To do = Leaving out all pictures, transcribe the lines below exactly, from the first through the line containing "# each point looks like point(37, 219)".

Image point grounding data
[Start of Attachment]
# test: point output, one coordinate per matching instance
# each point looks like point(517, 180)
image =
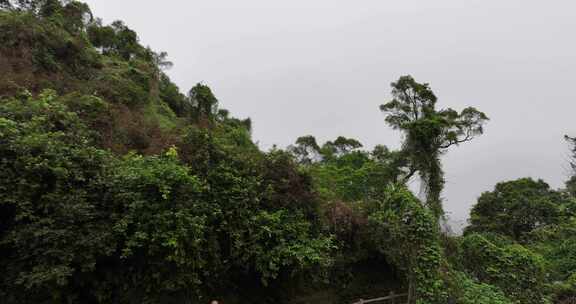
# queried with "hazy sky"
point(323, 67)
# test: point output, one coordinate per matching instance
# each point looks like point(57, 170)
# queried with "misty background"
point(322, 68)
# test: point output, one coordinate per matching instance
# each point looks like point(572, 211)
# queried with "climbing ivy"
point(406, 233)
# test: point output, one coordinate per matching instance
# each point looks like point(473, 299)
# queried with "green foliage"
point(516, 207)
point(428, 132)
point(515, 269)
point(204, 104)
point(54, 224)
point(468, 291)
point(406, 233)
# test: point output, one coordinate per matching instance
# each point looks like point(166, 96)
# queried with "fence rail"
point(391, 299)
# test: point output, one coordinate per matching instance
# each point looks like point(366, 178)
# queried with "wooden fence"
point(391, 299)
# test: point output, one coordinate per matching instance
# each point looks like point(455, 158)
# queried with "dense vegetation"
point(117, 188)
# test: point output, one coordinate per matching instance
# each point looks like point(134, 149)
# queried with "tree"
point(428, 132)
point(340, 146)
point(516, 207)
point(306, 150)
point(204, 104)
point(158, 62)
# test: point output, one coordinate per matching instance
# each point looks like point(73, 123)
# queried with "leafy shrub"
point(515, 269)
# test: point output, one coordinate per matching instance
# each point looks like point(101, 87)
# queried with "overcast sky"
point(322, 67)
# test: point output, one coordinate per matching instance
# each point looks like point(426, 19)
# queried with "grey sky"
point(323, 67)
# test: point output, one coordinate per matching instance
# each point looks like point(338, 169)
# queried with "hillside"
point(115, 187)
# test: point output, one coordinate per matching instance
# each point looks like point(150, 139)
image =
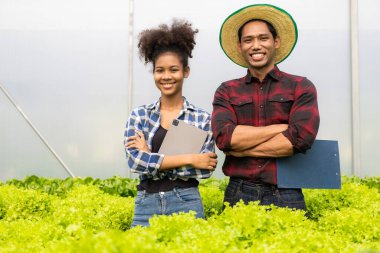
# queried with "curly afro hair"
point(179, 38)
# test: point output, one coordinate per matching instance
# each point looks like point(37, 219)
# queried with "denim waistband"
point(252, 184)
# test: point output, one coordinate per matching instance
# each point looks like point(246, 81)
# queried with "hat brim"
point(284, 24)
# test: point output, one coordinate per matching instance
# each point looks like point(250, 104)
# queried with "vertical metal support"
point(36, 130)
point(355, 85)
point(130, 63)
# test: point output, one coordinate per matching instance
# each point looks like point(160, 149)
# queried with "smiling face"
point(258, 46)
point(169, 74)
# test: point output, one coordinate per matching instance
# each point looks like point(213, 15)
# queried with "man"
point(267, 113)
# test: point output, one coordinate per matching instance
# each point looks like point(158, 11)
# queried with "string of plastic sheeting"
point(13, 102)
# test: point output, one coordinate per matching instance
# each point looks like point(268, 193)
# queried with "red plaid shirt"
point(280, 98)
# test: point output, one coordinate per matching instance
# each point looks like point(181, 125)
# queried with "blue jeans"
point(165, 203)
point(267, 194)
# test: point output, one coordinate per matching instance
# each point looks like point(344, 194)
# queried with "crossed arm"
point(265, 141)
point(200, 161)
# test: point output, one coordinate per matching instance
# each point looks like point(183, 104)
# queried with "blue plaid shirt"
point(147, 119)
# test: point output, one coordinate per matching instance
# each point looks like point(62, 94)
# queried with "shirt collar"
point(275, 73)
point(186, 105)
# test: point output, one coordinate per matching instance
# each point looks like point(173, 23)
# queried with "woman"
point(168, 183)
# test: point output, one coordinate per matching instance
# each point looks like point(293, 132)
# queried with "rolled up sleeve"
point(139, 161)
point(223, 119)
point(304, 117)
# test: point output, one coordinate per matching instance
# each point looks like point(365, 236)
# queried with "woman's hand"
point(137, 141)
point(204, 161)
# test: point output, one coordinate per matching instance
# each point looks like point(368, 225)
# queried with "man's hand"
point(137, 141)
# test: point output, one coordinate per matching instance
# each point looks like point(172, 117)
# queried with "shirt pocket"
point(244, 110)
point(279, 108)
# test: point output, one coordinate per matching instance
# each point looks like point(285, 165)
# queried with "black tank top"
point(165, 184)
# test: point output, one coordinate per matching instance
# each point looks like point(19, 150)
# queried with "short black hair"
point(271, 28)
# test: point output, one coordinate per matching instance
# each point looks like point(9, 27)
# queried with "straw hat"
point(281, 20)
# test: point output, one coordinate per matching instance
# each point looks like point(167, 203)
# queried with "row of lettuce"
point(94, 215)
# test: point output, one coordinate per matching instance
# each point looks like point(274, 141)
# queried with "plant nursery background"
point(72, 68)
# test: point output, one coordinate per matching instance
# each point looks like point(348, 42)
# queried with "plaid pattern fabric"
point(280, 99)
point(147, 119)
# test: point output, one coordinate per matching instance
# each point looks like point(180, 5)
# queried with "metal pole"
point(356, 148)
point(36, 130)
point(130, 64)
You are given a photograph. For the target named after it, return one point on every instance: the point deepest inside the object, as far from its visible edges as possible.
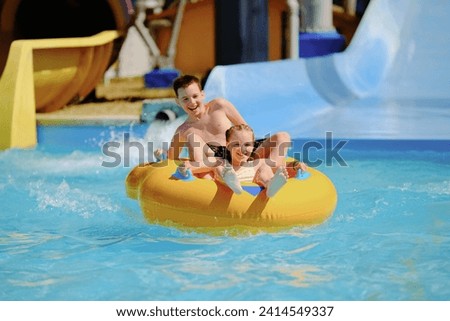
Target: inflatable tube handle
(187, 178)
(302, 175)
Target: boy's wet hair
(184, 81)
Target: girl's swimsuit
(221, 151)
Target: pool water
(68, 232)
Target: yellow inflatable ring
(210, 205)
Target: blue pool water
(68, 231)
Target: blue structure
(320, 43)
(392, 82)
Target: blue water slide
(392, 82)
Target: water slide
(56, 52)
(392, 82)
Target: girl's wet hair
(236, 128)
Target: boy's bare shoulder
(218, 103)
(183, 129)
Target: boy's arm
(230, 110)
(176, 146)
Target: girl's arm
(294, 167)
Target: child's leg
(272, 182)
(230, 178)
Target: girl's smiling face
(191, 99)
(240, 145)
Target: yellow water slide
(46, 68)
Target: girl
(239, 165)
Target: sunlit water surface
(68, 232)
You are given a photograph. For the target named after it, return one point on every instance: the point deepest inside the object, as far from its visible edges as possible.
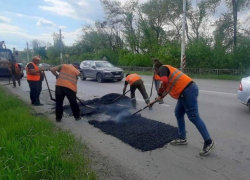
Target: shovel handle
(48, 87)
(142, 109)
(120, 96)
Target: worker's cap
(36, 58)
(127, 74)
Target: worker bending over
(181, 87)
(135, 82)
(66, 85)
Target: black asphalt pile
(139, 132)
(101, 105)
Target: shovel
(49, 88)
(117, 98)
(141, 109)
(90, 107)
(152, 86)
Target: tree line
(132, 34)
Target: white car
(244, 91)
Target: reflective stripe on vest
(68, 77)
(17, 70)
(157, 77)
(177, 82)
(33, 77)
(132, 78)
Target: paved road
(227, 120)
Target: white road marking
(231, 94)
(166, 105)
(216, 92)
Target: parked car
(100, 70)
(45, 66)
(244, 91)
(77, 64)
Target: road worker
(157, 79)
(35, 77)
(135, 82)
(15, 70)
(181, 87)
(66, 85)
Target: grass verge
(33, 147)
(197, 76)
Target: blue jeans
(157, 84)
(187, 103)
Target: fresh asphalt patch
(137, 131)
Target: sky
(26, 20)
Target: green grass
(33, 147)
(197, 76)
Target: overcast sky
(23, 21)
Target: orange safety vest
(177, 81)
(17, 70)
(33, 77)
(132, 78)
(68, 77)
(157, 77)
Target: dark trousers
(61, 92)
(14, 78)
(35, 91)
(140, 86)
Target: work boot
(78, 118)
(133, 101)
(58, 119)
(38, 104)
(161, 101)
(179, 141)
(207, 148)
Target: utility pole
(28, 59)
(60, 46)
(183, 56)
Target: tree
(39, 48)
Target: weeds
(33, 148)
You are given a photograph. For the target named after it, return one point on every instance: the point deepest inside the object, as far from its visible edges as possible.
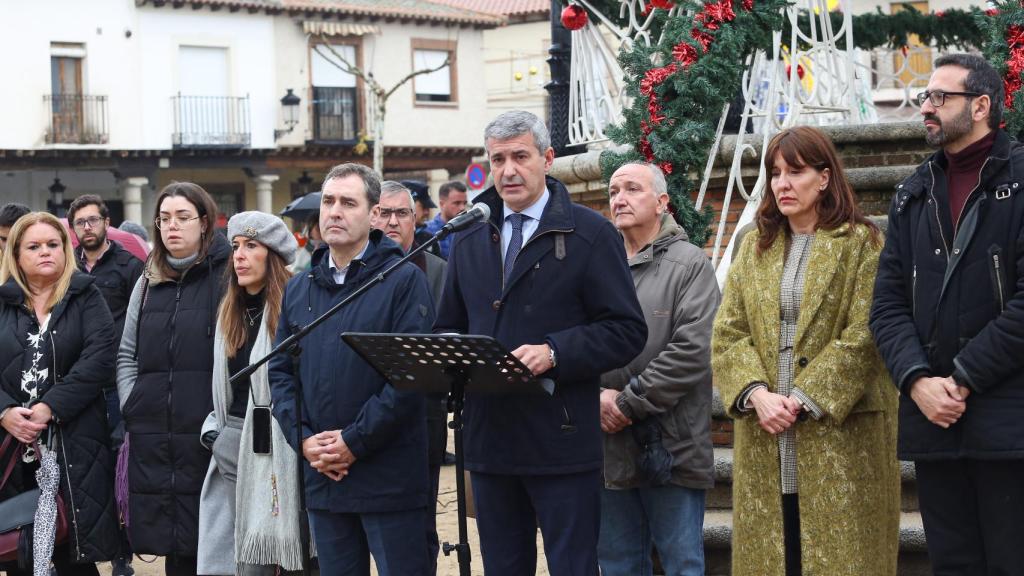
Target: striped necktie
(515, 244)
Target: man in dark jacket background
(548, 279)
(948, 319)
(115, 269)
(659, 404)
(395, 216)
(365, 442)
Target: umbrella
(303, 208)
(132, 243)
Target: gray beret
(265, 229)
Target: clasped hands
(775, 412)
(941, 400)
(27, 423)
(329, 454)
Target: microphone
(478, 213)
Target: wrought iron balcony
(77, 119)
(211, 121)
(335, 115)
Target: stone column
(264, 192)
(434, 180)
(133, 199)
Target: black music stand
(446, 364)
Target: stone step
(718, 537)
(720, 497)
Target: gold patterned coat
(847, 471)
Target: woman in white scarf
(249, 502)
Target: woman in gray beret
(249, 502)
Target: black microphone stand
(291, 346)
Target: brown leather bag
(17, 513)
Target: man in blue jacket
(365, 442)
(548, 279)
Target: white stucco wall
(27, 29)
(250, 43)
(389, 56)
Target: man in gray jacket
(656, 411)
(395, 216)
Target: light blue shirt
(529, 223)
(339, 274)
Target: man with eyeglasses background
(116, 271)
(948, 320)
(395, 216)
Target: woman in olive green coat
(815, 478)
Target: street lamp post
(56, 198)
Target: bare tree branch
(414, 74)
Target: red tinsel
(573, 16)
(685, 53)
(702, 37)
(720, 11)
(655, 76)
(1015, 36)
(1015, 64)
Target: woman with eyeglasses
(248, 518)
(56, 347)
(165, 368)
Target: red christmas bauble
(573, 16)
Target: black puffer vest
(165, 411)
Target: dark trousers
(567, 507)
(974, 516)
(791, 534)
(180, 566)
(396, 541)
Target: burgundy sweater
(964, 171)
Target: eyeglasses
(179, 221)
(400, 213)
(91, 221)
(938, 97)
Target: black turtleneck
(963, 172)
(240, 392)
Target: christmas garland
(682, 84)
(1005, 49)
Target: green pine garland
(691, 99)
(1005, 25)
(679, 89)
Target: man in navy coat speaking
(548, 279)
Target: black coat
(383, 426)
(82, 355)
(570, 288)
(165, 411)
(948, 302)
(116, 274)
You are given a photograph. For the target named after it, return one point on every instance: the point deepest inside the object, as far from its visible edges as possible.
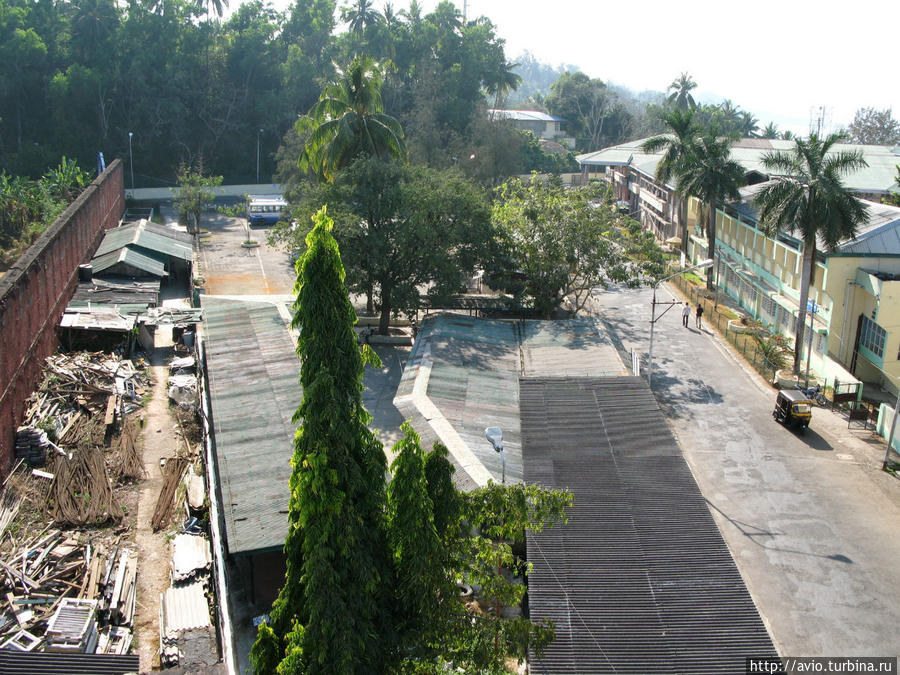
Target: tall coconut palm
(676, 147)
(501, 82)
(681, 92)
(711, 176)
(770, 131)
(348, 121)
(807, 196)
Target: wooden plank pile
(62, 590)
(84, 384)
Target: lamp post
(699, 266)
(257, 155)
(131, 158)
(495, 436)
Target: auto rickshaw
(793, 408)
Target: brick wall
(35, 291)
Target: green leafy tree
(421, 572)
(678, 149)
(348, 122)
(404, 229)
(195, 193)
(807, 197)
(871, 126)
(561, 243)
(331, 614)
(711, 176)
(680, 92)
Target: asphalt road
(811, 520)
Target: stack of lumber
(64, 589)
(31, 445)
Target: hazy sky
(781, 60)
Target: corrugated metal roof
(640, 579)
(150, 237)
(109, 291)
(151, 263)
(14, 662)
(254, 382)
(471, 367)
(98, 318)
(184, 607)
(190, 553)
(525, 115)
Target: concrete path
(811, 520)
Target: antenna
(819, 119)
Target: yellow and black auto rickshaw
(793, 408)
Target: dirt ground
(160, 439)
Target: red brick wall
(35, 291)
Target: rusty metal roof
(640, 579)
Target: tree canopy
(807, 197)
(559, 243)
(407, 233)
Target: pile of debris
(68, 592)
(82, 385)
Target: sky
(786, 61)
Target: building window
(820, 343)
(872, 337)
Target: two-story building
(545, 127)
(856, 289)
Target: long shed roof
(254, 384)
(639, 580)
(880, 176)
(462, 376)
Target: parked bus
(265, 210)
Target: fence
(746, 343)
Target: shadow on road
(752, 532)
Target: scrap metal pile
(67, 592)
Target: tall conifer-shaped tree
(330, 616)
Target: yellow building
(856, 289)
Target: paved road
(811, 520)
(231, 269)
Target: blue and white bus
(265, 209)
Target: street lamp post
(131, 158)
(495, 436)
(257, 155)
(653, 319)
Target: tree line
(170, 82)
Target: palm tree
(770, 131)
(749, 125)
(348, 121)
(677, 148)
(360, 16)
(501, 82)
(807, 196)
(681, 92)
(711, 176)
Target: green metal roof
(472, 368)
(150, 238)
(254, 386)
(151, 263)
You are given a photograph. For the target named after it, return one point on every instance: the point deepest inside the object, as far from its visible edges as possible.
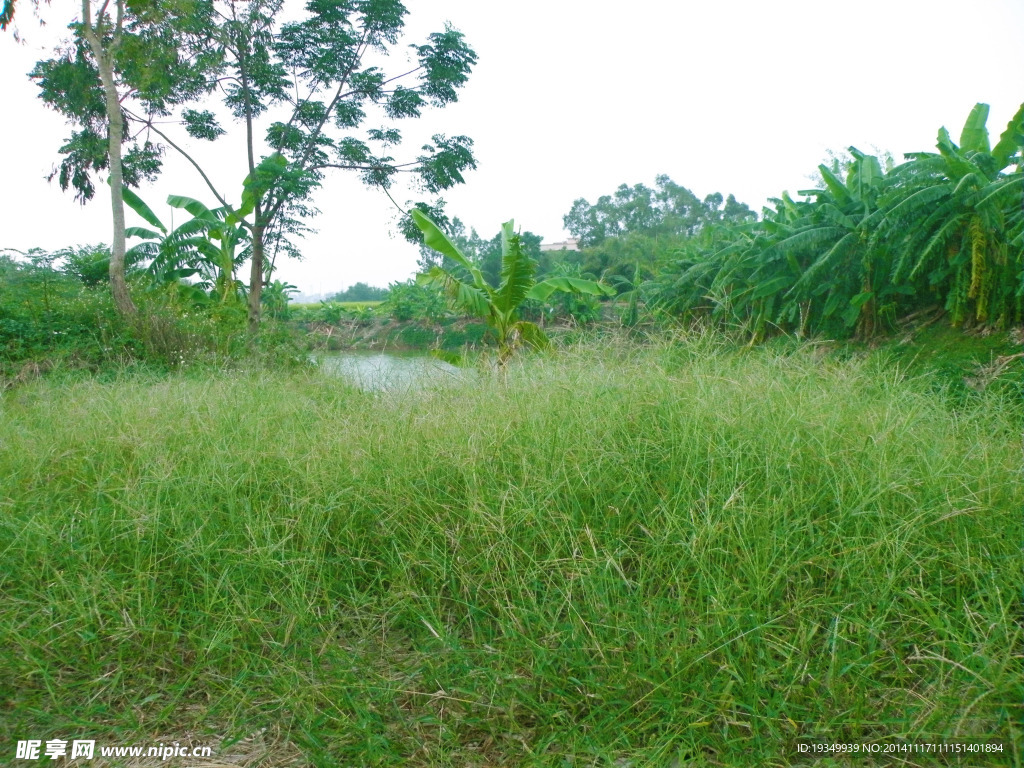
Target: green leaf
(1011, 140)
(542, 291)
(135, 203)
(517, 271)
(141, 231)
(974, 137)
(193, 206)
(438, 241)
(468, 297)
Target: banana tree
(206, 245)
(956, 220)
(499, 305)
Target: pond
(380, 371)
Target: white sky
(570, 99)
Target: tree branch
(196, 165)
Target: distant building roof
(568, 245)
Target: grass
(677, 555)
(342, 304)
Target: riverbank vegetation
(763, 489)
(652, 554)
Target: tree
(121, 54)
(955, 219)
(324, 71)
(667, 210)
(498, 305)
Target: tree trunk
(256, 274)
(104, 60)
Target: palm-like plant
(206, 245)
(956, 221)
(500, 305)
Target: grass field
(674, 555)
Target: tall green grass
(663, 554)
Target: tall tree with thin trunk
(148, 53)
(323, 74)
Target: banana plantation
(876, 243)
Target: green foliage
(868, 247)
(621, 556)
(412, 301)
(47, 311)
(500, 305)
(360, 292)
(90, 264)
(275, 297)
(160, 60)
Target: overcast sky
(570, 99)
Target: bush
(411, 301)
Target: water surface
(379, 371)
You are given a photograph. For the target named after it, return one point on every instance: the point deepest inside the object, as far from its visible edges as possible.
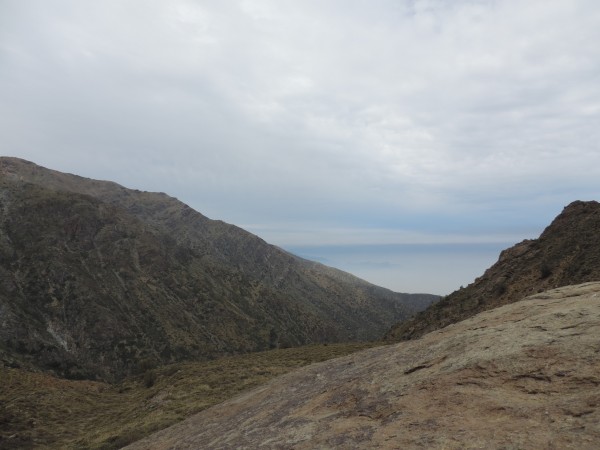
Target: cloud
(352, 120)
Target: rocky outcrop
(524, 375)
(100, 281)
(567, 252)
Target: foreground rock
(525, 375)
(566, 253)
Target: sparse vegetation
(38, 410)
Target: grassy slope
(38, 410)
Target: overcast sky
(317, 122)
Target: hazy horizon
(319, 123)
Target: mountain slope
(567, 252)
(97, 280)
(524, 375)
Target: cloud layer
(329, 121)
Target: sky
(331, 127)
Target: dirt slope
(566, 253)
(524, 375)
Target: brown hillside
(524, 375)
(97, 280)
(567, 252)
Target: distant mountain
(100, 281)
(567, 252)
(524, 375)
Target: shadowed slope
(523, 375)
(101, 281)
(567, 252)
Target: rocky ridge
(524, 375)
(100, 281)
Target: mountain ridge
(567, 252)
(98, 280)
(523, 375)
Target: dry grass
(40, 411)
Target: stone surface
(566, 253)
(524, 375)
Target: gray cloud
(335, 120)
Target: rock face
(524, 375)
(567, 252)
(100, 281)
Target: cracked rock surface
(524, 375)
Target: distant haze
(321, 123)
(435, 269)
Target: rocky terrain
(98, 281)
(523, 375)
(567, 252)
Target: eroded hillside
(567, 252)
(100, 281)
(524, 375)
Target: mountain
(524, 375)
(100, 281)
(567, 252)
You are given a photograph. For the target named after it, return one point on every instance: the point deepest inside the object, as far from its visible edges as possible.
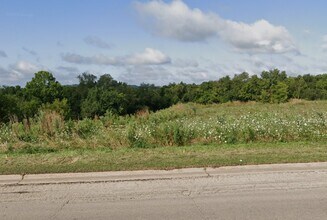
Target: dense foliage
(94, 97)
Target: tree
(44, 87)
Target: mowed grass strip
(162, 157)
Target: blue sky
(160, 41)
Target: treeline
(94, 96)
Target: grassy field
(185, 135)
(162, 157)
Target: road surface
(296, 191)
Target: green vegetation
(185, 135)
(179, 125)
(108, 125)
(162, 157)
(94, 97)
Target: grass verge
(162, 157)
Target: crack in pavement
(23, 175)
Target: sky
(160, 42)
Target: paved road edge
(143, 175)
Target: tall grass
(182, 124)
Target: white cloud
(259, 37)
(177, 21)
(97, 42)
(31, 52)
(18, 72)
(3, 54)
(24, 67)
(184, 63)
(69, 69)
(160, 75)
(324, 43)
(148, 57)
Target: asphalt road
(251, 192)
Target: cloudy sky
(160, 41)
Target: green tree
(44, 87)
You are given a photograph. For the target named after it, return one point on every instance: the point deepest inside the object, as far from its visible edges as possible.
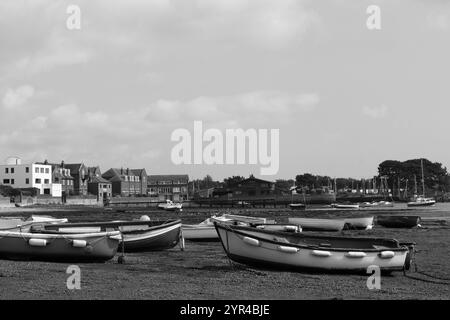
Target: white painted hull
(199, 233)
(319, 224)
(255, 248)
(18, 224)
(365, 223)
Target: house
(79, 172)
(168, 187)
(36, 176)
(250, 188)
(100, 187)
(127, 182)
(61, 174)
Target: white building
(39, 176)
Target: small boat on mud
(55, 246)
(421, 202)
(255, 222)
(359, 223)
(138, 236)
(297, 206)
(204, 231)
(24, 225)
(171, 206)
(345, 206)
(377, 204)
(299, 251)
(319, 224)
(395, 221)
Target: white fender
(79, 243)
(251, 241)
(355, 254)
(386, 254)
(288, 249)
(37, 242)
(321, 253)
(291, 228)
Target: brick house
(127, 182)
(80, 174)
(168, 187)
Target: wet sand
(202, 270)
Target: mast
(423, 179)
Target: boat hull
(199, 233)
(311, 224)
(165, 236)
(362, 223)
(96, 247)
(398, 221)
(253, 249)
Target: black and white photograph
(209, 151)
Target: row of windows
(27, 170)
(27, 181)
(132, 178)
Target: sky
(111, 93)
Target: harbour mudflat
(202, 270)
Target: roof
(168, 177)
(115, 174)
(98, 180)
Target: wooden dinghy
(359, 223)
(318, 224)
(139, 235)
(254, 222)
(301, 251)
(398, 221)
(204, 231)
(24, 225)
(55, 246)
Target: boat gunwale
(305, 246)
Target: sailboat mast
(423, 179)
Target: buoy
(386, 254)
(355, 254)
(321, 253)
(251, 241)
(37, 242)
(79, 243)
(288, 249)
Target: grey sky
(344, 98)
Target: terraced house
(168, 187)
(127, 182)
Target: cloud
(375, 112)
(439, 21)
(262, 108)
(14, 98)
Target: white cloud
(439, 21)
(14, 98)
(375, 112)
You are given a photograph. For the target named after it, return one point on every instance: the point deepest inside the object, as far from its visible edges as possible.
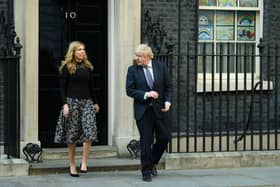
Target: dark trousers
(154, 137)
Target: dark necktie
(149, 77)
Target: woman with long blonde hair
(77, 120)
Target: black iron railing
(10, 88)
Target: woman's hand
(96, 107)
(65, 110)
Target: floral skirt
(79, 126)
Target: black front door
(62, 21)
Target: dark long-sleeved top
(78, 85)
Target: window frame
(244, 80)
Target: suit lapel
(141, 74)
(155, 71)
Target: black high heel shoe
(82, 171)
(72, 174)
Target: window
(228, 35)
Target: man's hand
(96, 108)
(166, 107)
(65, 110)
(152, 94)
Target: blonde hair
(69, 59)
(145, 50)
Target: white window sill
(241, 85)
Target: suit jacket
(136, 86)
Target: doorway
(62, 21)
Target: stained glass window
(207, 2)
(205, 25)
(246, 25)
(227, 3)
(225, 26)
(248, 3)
[End of Attachment]
Expected answer =
# test: point output, one coordinate per matching instance
# each point looks like point(517, 180)
image =
# queried with "hazy sky"
point(323, 67)
# test: point output, one coordinate per matching instance
# each point looks like point(57, 170)
# queried with "misty background"
point(322, 68)
# test: point output, one coordinate per matching instance
# each point looks like point(572, 211)
# queried with "climbing ivy"
point(406, 233)
# test: point output, one coordinate per matching instance
# each point looks like point(473, 299)
# queried with "green foliage"
point(516, 207)
point(428, 132)
point(515, 269)
point(204, 104)
point(54, 224)
point(468, 291)
point(406, 233)
# test: point output, one coordinate per matching instance
# each point looks like point(166, 96)
# queried with "fence rail"
point(391, 299)
# test: point output, one coordinate per matching instance
# each point looks like point(366, 178)
# queried with "wooden fence"
point(391, 299)
# test: point output, one coordinate per matching instance
# each point looks like point(455, 158)
# queried with "dense vegetation"
point(117, 188)
# test: point output, one coordinate per matching instance
# each point looks like point(134, 149)
# queried with "tree"
point(428, 132)
point(340, 146)
point(516, 207)
point(306, 150)
point(204, 104)
point(158, 62)
# test: point output, one coordinate per matching instance
# each point looks like point(73, 123)
# queried with "leafy shrub"
point(515, 269)
# test: point output, one coordinate per matching instance
# each point looks like point(101, 87)
# queried with "overcast sky"
point(322, 67)
# test: point output, one coordinate per matching instance
# each point looks like point(426, 19)
# queried with "grey sky"
point(323, 67)
# test: point output, one coordinate per matching instance
# each point looks like point(338, 169)
# queried with "hillside"
point(115, 187)
# test: point output, one coordinate per matching instance
# each point looks like point(150, 139)
image =
# queried with "curly afro hair"
point(179, 38)
# test: point output, one coordinate per matching instance
# each point looks like point(37, 219)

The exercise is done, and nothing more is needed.